Wednesday, November 26, 2008

Mary Otto

On the day back in June, as I walked here to Street Sense for my job interview, I was feeling pretty homeless myself.

The downsizing at the Washington Post, where I had worked as a reporter for seven years, had been a shattering experience.

The knowledge that mine was one of thousands of journalism jobs being cut throughout the country was little consolation. The daily newspaper is dying, everyone says. Yet newspapers have been my life for more than 20 years. The first time I held a reporter’s notebook in my hand, I knew, with a bolt of sudden certainty, who I was, and why I was born. I was put here to write people’s words and to tell their stories.

I heard them everywhere, amid blizzards and crime scenes, in hospitals and shelters, in town halls and in the halls of Congress.

I looked, I listened and I wrote. And in those years of reporting, in spite of shyness, insecurity and a host of personal faults and quirks, I managed to create a life for myself, and to find a voice for myself and a place in the world.

With the loss of my job, all that seemed like it was being torn away. I’m sure my feelings are not unique. I ache for the other workers across the country whose jobs are vanishing, whose hearts are breaking, as I sit and write this.

REQUIREMENT >> Carry the essay on losing a newspaper reporting job further, beginning right after its final sentence.

DATA UNDER STUDY >>
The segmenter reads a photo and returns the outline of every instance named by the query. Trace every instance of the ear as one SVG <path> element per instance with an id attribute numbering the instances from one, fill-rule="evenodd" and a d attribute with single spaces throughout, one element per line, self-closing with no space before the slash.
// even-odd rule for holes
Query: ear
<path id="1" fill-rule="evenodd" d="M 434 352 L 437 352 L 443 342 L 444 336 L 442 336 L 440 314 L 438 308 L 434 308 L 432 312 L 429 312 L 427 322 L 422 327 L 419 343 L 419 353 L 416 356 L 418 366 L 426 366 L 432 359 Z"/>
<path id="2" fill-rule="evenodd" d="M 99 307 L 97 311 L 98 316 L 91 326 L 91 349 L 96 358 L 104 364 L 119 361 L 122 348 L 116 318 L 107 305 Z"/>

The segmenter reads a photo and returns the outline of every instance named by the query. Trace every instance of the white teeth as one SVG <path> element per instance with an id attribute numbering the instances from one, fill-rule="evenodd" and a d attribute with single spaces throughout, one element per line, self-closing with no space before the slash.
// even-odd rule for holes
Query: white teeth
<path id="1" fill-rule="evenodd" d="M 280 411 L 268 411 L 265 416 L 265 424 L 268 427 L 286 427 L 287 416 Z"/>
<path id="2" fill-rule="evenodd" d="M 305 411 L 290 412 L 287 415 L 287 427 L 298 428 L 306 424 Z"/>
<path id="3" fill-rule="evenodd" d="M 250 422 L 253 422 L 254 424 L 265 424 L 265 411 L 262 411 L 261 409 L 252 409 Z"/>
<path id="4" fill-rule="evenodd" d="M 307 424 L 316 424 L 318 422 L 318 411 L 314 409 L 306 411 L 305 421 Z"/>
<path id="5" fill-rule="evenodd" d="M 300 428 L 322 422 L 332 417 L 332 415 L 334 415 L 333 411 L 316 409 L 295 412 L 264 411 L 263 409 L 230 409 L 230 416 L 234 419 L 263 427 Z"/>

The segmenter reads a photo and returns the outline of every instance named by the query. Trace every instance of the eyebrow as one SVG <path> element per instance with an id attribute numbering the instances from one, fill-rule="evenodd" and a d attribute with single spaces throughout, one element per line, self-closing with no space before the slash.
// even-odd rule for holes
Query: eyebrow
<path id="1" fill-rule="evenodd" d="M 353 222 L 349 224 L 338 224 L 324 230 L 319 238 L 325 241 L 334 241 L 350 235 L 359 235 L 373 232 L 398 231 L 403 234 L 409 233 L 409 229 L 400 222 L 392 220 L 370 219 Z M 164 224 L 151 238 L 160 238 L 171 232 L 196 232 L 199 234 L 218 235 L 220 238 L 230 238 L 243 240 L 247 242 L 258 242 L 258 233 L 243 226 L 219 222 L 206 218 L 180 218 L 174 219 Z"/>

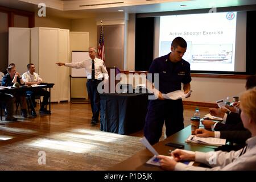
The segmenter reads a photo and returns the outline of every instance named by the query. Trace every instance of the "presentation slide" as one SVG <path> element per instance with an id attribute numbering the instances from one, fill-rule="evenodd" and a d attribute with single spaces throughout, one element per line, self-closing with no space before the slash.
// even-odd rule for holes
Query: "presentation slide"
<path id="1" fill-rule="evenodd" d="M 183 59 L 191 70 L 234 71 L 236 26 L 236 12 L 161 16 L 159 56 L 181 36 L 188 44 Z"/>

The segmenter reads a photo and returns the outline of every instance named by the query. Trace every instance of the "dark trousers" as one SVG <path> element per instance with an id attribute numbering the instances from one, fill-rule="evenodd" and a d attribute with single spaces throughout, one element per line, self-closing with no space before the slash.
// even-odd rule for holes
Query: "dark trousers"
<path id="1" fill-rule="evenodd" d="M 168 137 L 184 129 L 183 105 L 177 100 L 150 100 L 146 116 L 144 135 L 151 144 L 158 142 L 165 122 Z"/>
<path id="2" fill-rule="evenodd" d="M 95 80 L 92 81 L 92 80 L 88 80 L 86 82 L 87 92 L 90 100 L 90 106 L 93 113 L 92 120 L 95 121 L 98 121 L 100 114 L 100 98 L 97 88 L 101 81 L 101 80 Z"/>
<path id="3" fill-rule="evenodd" d="M 27 91 L 26 92 L 26 96 L 30 98 L 30 105 L 32 109 L 36 106 L 35 102 L 35 97 L 36 96 L 43 96 L 43 102 L 41 104 L 40 108 L 46 109 L 46 105 L 48 104 L 49 97 L 49 92 L 45 90 L 40 90 L 35 92 Z"/>

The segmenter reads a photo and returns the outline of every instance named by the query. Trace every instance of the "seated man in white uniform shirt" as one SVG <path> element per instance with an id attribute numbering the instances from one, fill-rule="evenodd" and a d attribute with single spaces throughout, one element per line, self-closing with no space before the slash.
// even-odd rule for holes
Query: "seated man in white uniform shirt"
<path id="1" fill-rule="evenodd" d="M 93 116 L 91 123 L 93 125 L 98 122 L 100 114 L 100 94 L 97 90 L 98 85 L 104 78 L 106 82 L 109 79 L 109 75 L 105 65 L 104 61 L 96 57 L 96 49 L 89 48 L 90 59 L 76 63 L 56 63 L 58 66 L 65 66 L 73 68 L 85 68 L 87 75 L 87 91 L 90 100 L 90 106 Z"/>
<path id="2" fill-rule="evenodd" d="M 31 85 L 33 84 L 40 84 L 43 82 L 43 80 L 40 77 L 39 75 L 35 72 L 35 65 L 32 63 L 30 63 L 27 65 L 28 71 L 22 75 L 22 80 L 25 82 L 26 85 Z M 40 113 L 49 114 L 49 112 L 46 110 L 46 105 L 48 104 L 49 100 L 49 92 L 44 90 L 40 90 L 38 91 L 27 91 L 27 97 L 30 97 L 30 105 L 31 109 L 31 115 L 36 116 L 36 113 L 35 110 L 35 107 L 36 105 L 35 102 L 35 96 L 44 96 L 43 102 L 41 104 L 39 111 Z"/>

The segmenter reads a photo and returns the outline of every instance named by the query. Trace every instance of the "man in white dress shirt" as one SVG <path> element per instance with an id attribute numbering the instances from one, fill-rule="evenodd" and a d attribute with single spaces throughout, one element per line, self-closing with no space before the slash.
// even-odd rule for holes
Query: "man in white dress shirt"
<path id="1" fill-rule="evenodd" d="M 94 47 L 90 47 L 89 48 L 90 59 L 88 60 L 76 63 L 56 63 L 59 66 L 64 65 L 76 69 L 85 68 L 87 75 L 87 91 L 90 100 L 93 113 L 91 123 L 93 125 L 98 122 L 100 109 L 100 94 L 97 90 L 97 86 L 103 78 L 104 78 L 104 82 L 108 81 L 109 79 L 104 61 L 97 58 L 96 53 L 96 49 Z M 93 69 L 93 67 L 94 69 Z"/>
<path id="2" fill-rule="evenodd" d="M 40 78 L 39 75 L 35 72 L 35 67 L 34 64 L 30 63 L 27 65 L 27 72 L 22 75 L 22 80 L 25 82 L 26 85 L 31 85 L 33 84 L 40 84 L 43 82 L 43 79 Z M 49 114 L 49 111 L 46 110 L 46 105 L 49 97 L 49 93 L 48 91 L 41 89 L 38 91 L 27 91 L 26 92 L 27 97 L 30 97 L 30 107 L 31 109 L 31 115 L 36 116 L 36 113 L 35 110 L 35 107 L 36 105 L 35 102 L 35 96 L 44 96 L 43 102 L 41 104 L 39 112 L 40 113 Z"/>

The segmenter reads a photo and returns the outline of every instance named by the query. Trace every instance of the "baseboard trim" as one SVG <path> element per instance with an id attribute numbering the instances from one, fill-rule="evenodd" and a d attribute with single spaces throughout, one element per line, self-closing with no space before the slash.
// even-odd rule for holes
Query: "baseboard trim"
<path id="1" fill-rule="evenodd" d="M 183 105 L 197 106 L 205 107 L 218 107 L 218 105 L 216 103 L 200 102 L 187 101 L 183 101 Z"/>

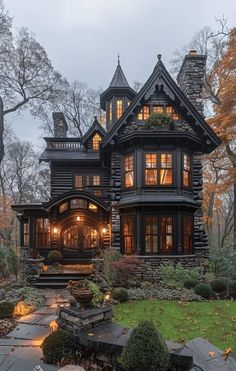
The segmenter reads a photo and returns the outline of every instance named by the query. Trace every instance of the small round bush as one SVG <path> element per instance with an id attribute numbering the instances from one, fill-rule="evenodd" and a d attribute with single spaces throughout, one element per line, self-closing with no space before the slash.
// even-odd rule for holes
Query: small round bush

RESULT OF THE TASK >>
And I only hope that they manage to find new workplaces where they can be reborn, as I did.

For me, my sense of grief and loss started to make a little sense when I read the online advertisement for the editor’s position at Street Sense.

I’ll never forget arriving at the Church of the Epiphany and climbing the stairs to the Street Sense office, peering into the tiny, threadbare newsroom.

A homeless newspaper! Could I do this?
“Everything I have ever done has helped prepare me for this,” I assured Ted and Laura. I got the job.

But there have been many times since that I have been reminded of the obvious, that nothing could have really prepared me for this work.

Homelessness is terrible, dehumanizing, chaotic, exhausting. Yet the people who come here and write these stories, help lay out these pages and sell these papers manage to triumph over hardship every day. Their talent, courage and fierce persistence is utterly humbling.

I hope my life is long enough to gain the combination of patience, wisdom, compassion and imagination to truly do my job as their editor.

In the meantime, I do my imperfect best. And every day here at the Church of the Epiphany offers another epiphany or two.